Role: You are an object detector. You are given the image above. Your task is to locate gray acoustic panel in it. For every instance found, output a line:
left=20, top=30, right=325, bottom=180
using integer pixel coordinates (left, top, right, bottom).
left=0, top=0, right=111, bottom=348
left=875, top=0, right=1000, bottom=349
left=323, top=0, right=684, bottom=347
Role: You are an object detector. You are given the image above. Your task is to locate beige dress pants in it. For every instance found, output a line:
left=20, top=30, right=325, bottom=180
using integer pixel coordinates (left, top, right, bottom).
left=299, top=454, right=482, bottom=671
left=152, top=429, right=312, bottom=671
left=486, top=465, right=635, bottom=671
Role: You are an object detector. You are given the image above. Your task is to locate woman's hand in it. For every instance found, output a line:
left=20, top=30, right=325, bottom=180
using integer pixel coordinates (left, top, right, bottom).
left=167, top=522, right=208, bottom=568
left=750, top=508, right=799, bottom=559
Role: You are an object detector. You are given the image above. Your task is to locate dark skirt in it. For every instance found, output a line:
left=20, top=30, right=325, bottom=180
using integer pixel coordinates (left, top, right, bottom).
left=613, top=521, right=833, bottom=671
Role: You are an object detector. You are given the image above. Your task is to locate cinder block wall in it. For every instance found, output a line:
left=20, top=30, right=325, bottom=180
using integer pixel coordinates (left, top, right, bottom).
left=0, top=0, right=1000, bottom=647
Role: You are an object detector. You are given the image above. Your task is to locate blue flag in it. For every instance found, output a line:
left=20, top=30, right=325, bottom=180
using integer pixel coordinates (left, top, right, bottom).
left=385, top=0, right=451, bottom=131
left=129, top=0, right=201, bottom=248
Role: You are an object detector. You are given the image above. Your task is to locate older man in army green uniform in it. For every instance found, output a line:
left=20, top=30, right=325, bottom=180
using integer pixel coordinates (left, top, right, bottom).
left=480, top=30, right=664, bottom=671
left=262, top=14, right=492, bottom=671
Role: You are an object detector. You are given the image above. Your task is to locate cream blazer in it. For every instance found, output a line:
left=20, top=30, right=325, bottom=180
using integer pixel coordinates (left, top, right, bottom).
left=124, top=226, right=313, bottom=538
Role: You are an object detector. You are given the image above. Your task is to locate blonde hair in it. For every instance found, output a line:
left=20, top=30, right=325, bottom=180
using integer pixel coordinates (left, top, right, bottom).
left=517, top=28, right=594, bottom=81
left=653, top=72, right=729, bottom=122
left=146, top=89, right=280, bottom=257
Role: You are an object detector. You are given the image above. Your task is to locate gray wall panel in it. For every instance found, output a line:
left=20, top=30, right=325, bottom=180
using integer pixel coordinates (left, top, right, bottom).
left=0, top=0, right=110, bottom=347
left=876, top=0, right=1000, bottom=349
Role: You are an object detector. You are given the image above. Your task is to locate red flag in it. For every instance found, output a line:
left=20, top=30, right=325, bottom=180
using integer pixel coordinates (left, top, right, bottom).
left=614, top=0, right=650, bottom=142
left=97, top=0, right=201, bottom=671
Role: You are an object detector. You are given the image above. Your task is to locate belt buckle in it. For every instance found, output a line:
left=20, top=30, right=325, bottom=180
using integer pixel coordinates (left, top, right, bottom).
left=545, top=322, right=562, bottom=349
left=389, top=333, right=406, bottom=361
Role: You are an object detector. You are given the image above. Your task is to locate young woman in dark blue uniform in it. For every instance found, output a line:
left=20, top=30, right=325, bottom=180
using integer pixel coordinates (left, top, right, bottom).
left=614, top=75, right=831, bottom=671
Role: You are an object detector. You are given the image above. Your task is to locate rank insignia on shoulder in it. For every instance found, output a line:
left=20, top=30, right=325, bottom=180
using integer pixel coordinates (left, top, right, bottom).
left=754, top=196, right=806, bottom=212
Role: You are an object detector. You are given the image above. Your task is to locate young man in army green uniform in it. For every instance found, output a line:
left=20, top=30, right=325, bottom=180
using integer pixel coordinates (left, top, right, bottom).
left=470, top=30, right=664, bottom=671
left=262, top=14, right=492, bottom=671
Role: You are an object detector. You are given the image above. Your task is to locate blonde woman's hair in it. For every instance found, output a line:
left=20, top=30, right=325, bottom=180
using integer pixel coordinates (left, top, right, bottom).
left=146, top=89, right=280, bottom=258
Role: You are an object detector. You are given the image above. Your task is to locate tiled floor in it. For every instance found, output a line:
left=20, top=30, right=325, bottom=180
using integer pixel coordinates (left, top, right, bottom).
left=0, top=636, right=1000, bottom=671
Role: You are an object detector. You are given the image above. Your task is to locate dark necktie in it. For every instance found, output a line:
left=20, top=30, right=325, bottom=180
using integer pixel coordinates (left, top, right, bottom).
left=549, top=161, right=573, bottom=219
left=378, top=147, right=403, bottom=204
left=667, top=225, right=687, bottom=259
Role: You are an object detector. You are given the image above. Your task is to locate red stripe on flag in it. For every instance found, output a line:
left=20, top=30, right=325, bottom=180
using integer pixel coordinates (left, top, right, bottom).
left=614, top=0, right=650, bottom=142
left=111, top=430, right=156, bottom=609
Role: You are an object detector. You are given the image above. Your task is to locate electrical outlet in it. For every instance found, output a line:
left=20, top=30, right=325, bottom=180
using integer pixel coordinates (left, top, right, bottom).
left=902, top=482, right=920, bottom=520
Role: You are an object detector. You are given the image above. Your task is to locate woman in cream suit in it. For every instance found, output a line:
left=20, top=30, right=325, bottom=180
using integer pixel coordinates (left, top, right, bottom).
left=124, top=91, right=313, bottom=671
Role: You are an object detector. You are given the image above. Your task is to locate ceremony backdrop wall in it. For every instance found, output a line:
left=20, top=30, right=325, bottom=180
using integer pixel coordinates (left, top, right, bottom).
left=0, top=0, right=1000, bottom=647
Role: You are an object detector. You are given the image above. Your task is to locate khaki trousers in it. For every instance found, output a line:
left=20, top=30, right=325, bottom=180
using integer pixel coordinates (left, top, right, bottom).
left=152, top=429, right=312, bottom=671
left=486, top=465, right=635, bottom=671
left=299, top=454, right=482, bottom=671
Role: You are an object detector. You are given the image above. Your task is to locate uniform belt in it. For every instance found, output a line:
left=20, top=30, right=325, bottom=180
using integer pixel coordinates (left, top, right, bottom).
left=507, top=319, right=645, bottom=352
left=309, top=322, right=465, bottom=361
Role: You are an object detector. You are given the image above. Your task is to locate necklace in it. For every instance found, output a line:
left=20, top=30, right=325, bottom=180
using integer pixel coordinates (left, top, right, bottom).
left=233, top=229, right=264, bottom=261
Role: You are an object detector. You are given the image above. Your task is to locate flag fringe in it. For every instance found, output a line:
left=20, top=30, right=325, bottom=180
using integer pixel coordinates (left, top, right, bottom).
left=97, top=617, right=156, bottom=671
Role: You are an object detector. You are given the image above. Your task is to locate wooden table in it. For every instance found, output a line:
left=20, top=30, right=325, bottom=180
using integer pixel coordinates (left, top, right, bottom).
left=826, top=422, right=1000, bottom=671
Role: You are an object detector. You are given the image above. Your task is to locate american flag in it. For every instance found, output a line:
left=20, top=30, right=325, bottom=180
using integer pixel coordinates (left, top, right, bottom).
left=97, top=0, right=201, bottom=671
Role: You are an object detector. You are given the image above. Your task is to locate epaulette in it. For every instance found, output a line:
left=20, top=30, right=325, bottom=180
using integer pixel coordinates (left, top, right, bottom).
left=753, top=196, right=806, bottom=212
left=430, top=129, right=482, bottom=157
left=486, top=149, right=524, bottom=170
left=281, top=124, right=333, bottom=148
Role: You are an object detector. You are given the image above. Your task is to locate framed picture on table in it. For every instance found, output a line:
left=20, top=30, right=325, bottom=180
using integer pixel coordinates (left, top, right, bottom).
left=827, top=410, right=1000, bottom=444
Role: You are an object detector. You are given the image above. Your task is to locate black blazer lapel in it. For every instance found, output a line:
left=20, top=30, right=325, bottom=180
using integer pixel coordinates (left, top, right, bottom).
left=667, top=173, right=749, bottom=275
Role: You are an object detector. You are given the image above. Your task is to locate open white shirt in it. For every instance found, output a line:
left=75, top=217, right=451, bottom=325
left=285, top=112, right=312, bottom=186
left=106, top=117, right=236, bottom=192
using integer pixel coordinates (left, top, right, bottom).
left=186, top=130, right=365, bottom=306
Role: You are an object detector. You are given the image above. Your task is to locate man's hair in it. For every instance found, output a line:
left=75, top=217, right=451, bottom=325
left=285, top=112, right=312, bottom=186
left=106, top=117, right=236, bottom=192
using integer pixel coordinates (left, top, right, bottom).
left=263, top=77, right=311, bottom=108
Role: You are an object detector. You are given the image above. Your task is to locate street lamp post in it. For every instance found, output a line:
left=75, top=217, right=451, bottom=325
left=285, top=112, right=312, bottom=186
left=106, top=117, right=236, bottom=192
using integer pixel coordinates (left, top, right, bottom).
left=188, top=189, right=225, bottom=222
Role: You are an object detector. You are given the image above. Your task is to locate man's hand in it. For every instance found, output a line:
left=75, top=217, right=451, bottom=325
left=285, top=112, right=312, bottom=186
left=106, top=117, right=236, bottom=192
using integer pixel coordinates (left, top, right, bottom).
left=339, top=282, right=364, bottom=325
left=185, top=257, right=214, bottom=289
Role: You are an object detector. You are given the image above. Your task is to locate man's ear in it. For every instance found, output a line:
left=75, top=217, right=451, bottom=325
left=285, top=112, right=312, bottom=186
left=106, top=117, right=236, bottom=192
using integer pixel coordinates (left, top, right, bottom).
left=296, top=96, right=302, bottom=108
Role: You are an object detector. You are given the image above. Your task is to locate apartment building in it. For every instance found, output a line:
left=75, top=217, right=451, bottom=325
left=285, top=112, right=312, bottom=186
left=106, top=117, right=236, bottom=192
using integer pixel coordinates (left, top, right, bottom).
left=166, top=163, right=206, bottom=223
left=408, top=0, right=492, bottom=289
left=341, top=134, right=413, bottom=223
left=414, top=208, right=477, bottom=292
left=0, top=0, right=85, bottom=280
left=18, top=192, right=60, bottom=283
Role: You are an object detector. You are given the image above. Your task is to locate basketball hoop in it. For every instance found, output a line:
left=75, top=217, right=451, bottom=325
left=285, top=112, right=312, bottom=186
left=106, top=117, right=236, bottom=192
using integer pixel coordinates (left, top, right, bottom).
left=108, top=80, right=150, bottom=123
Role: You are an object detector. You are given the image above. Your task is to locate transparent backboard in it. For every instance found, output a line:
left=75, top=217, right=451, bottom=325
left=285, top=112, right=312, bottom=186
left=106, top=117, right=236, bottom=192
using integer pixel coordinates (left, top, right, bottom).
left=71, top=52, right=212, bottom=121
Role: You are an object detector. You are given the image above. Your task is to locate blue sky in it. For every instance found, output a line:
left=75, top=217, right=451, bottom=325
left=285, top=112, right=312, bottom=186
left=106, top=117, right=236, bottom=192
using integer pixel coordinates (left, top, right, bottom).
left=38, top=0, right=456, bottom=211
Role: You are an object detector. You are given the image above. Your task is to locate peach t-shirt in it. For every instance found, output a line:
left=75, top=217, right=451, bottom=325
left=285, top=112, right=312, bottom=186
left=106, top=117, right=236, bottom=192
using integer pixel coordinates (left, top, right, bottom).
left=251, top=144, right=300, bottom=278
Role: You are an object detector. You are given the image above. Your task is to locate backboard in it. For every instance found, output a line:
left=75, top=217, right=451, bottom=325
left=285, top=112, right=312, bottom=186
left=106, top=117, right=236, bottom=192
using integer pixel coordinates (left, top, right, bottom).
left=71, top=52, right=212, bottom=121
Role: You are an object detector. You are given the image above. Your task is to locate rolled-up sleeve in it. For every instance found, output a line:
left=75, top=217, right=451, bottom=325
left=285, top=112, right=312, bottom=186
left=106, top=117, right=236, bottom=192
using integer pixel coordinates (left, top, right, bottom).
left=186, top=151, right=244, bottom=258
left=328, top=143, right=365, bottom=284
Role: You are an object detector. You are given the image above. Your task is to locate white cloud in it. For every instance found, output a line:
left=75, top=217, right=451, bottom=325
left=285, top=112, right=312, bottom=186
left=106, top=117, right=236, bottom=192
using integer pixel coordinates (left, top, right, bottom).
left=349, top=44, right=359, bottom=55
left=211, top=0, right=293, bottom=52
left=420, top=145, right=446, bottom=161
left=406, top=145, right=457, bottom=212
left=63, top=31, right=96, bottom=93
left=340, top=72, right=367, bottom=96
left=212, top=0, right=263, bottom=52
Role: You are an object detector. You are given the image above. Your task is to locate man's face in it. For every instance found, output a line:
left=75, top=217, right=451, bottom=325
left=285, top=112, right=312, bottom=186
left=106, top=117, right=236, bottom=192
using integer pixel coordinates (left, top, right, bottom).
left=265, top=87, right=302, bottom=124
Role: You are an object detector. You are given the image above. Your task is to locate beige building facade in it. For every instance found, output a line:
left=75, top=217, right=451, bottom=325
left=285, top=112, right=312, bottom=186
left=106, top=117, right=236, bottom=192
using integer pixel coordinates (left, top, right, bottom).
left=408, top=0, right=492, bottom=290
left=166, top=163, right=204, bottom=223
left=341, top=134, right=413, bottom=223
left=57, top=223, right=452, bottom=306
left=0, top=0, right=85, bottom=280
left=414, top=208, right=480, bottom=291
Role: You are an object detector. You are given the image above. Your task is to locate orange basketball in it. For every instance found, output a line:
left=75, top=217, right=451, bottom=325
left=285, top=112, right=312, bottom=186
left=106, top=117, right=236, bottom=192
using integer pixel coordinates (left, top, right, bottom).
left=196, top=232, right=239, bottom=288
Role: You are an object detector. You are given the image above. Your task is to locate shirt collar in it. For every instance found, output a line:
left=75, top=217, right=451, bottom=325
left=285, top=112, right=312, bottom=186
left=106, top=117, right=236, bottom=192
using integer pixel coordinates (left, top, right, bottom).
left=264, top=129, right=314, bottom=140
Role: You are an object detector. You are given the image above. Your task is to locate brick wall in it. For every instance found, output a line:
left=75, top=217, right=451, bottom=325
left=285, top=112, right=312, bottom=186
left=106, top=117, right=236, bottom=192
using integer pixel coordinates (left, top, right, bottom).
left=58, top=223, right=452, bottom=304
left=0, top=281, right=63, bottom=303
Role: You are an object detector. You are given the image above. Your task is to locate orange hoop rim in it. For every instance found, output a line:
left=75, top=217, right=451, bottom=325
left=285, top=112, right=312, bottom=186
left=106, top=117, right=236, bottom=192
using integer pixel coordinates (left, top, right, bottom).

* **DIRECTIONS**: Write out once more the lines above beginning at the line with "to locate brick"; continue through the final line and stop there.

* **RESPONSE**:
Role: You are an object detector. You are given the image above. Your task is to locate brick wall in it. For every instance found, output a line:
left=75, top=217, right=451, bottom=325
left=285, top=112, right=312, bottom=186
left=106, top=117, right=236, bottom=192
using integer pixel coordinates (left, top, right, bottom).
left=58, top=223, right=452, bottom=304
left=0, top=281, right=63, bottom=303
Role: You are an object detector. You are given the image above. Your task is to locate orange hoop rim in it. For every instance found, output a line:
left=75, top=217, right=451, bottom=325
left=285, top=112, right=312, bottom=186
left=106, top=117, right=236, bottom=192
using integer pixel coordinates (left, top, right, bottom).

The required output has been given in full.